REQUIRED TASKS:
• A. Retype the section of the cholera passage starting at "Cholera is a" and ending at "scourge than peasants.".
• B. List every person the cholera passage mentions by name.

EXCERPT TO READ:
····················

The Scourge Of Cholera

Cholera is a particularly nasty disease. Its main symptoms are profuse watery diarrhea and vomiting. Rapid loss of bodily fluids can lead to dehydration and shock. Without treatment, especially the replenishment of fluids, death can occur within hours of the symptoms appearing. Tales abound of victims who wake up in the morning full of vigor but are dead by nightfall.

The primary cause of cholera is contamination of drinking water by a bacterium that thrives in human feces. Cholera epidemics used to be common in the U.S. during and prior to the 19th century, before our modern sanitation systems were developed. Former U.S. President James Polk is among many famous people thought to have perished from cholera. Prior to modern plumbing, medieval kings and queens were no more protected against cholera’s scourge than peasants.

Many of you who have spent time in Europe no doubt have visited some of the imposing medieval castles that dot its landscape. You may have taken note of the little anterooms that served as privies, with openings to the outside through which human waste was deposited in the surrounding moat. Think of how foul those moats must have smelled to the royals and their courts living within the walls. (On a positive note, their foul content at least made invaders hesitant about trying to breach those otherwise unimposing water barriers!)

As the industrial revolution unfolded in Europe and America, cities became overcrowded, unsanitary hellholes. The English colloquial term for a privy, “loo,” supposedly arose from a mispronunciation of the French expression, gardez l’eau (“watch out for the water”), which was the customary warning of tenement dwellers as they emptied their chamber pots on the streets outside.

A breakthrough in the elimination of cholera from advanced societies occurred in 1854, when an English physician, John Snow, traced a local epidemic in London to a public water pump that had been installed near an old cesspit. He deduced the association between cholera and contaminated water. A few years later Louis Pasteur published his germ theory of disease, which pinpointed bacteria as the cause of many ailments. It took several decades to become widely accepted, but by the 1870s public health official finally understood the implications and began to build sanitation systems in cities throughout the U.S. and other advanced countries. This spawned our modern plumbing industry.

Cholera outbreaks still routinely occur in underdeveloped nations throughout the world. The World Health Organization estimates that cholera causes 3-5 million deaths a year around the globe, though nobody knows for sure because it occurs mainly in places with poor public health reporting networks.

····················

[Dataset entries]
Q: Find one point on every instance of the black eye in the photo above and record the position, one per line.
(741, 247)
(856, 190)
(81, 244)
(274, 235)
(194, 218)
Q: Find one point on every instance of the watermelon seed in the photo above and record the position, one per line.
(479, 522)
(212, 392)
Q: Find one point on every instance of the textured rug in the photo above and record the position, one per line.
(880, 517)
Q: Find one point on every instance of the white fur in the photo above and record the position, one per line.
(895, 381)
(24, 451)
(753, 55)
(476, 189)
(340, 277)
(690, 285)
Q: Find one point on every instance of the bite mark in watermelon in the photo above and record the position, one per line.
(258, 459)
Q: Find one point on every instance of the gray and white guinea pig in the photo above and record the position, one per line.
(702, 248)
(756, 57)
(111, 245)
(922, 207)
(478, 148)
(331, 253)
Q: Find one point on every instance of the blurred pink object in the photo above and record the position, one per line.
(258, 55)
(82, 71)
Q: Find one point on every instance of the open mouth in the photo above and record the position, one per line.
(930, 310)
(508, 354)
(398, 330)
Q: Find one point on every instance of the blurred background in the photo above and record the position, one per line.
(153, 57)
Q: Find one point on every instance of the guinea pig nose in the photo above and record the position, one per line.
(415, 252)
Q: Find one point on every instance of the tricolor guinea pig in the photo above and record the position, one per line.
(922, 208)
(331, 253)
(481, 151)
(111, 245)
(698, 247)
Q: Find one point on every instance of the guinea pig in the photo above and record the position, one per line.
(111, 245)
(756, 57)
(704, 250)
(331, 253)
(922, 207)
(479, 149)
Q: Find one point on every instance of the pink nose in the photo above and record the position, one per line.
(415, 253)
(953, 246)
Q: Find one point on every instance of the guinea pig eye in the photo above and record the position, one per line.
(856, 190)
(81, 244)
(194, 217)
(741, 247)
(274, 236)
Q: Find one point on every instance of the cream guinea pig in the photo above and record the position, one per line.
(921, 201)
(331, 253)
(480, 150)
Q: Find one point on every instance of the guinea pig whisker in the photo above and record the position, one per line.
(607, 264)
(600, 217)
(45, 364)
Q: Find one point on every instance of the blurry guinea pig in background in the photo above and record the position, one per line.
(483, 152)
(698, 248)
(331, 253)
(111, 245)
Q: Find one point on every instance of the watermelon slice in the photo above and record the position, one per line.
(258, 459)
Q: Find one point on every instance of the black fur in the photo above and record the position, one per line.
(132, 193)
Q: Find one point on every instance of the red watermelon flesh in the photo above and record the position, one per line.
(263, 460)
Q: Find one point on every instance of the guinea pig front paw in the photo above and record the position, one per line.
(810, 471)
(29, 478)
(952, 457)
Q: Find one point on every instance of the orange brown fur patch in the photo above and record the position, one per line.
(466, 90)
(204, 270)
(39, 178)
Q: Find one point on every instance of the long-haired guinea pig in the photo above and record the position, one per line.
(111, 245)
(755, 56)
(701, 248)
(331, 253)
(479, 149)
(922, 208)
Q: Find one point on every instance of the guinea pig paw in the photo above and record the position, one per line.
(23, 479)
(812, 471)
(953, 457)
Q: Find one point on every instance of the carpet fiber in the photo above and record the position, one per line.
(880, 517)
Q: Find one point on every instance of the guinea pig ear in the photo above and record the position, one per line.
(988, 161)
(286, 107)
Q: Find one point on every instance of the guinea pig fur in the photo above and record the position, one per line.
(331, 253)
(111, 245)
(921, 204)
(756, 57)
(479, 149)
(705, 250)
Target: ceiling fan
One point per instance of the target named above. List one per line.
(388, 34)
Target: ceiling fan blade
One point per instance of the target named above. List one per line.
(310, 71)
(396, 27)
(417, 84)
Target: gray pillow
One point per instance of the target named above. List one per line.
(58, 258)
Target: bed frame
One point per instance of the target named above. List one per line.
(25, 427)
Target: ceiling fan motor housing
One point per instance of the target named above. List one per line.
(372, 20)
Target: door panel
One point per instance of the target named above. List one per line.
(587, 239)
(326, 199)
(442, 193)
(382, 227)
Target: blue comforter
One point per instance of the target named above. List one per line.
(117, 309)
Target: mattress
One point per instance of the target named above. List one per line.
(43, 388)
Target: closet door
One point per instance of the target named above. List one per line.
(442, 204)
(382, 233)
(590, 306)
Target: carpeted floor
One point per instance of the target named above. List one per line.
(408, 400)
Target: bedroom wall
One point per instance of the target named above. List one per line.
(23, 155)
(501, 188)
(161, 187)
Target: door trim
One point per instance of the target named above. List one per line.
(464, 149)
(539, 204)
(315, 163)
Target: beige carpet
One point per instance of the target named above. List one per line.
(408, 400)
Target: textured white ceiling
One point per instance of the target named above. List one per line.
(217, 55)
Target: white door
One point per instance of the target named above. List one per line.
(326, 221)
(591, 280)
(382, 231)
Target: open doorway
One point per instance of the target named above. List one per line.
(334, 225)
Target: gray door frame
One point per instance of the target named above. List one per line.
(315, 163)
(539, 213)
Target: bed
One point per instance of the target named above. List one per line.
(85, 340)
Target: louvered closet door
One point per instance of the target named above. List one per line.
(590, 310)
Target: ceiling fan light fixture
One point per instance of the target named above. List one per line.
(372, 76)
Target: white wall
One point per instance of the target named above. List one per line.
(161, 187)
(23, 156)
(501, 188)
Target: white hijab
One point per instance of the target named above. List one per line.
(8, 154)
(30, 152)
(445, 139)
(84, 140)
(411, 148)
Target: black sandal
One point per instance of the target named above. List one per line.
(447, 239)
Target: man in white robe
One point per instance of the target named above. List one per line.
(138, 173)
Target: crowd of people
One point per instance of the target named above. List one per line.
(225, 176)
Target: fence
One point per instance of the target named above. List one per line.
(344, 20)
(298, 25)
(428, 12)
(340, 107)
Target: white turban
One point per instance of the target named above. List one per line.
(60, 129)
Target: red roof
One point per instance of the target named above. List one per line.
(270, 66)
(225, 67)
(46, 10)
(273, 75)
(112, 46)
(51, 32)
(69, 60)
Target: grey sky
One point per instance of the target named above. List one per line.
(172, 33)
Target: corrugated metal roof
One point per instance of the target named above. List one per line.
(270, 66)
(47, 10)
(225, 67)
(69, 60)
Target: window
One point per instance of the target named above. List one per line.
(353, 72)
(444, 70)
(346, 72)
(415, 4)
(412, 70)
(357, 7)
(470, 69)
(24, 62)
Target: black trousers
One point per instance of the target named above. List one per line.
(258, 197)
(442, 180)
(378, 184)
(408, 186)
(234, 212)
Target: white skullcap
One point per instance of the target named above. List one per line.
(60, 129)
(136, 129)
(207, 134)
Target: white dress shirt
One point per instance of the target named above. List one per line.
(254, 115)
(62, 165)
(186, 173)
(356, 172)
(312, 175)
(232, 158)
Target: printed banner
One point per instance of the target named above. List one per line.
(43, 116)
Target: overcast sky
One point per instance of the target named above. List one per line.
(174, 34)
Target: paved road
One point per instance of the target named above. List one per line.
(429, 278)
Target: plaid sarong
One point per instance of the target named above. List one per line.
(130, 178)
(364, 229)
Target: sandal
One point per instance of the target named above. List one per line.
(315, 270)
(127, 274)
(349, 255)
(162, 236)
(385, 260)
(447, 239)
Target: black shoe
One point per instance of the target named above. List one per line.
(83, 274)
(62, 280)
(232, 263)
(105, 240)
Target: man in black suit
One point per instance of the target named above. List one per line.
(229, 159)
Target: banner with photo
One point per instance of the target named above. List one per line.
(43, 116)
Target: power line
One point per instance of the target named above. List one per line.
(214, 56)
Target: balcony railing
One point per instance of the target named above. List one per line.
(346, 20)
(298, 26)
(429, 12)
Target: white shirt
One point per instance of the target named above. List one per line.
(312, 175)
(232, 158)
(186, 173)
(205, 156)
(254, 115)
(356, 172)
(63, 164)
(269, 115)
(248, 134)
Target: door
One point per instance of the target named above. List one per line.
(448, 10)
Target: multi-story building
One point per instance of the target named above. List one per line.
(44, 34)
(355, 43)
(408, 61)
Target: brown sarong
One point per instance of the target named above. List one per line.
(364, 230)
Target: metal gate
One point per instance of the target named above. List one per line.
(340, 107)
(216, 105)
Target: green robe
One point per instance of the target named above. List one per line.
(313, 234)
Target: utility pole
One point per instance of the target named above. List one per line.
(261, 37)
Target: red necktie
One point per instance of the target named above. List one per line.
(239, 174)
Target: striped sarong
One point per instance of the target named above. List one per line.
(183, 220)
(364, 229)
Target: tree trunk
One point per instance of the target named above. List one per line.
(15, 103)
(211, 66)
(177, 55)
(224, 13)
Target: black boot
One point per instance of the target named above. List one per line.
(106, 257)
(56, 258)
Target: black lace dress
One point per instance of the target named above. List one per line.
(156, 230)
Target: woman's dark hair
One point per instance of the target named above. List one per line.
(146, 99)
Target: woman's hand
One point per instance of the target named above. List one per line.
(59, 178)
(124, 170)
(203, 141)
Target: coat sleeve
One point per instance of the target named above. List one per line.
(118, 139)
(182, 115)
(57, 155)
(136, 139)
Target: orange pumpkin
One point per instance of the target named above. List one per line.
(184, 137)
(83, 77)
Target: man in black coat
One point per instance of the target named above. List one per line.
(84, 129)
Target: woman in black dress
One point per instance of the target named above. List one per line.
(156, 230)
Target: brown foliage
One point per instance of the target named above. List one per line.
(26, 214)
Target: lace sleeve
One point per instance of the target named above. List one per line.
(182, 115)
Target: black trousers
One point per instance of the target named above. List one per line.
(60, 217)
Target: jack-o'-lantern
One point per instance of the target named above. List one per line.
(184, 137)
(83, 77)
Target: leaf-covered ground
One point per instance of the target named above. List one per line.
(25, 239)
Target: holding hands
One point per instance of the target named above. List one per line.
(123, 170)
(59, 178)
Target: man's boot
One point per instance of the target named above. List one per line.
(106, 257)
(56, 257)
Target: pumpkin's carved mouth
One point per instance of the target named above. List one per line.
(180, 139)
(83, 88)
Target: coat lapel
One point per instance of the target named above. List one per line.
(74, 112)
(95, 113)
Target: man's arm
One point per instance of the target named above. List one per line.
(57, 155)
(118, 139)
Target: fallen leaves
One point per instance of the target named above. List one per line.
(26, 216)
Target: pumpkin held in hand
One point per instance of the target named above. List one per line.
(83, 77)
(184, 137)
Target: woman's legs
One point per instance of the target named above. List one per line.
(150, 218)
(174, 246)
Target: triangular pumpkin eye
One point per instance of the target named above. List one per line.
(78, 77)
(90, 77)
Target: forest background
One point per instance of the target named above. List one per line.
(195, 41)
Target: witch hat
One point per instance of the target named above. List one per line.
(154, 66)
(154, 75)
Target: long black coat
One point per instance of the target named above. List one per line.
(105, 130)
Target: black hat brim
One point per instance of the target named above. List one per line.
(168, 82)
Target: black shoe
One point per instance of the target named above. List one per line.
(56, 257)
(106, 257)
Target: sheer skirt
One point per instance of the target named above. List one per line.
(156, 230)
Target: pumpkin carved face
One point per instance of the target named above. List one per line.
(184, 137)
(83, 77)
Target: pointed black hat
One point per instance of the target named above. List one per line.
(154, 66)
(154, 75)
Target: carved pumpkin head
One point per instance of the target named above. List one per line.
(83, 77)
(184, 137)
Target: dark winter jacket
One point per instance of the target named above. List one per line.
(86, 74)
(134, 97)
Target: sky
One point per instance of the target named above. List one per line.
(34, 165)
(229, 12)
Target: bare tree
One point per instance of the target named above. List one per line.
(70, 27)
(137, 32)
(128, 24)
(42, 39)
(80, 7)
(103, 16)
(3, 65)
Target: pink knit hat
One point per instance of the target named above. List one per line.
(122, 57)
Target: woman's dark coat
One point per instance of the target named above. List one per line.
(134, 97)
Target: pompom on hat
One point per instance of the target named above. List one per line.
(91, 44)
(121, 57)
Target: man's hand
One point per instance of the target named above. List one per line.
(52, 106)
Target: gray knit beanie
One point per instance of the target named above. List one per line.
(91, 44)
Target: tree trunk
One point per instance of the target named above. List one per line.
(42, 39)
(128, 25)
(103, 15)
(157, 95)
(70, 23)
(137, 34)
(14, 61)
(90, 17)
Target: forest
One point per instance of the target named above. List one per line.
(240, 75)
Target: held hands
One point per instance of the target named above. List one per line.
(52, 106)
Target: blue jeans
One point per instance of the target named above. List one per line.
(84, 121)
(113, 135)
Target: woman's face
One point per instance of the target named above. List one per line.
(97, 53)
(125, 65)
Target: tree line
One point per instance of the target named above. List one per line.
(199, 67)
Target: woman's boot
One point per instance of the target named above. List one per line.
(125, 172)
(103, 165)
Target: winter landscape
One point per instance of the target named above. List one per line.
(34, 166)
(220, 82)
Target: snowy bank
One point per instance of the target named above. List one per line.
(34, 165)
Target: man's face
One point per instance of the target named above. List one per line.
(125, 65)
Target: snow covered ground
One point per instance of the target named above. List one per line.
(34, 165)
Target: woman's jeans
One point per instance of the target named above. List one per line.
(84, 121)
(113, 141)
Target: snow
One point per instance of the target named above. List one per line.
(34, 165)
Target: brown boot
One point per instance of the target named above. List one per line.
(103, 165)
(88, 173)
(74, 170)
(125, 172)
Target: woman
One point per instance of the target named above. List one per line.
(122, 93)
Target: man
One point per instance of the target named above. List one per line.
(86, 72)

····················

SOLUTIONS BY TASK:
• A.
Cholera is a particularly nasty disease. Its main symptoms are profuse watery diarrhea and vomiting. Rapid loss of bodily fluids can lead to dehydration and shock. Without treatment, especially the replenishment of fluids, death can occur within hours of the symptoms appearing. Tales abound of victims who wake up in the morning full of vigor but are dead by nightfall.

The primary cause of cholera is contamination of drinking water by a bacterium that thrives in human feces. Cholera epidemics used to be common in the U.S. during and prior to the 19th century, before our modern sanitation systems were developed. Former U.S. President James Polk is among many famous people thought to have perished from cholera. Prior to modern plumbing, medieval kings and queens were no more protected against cholera’s scourge than peasants.

• B.
James Polk
John Snow
Louis Pasteur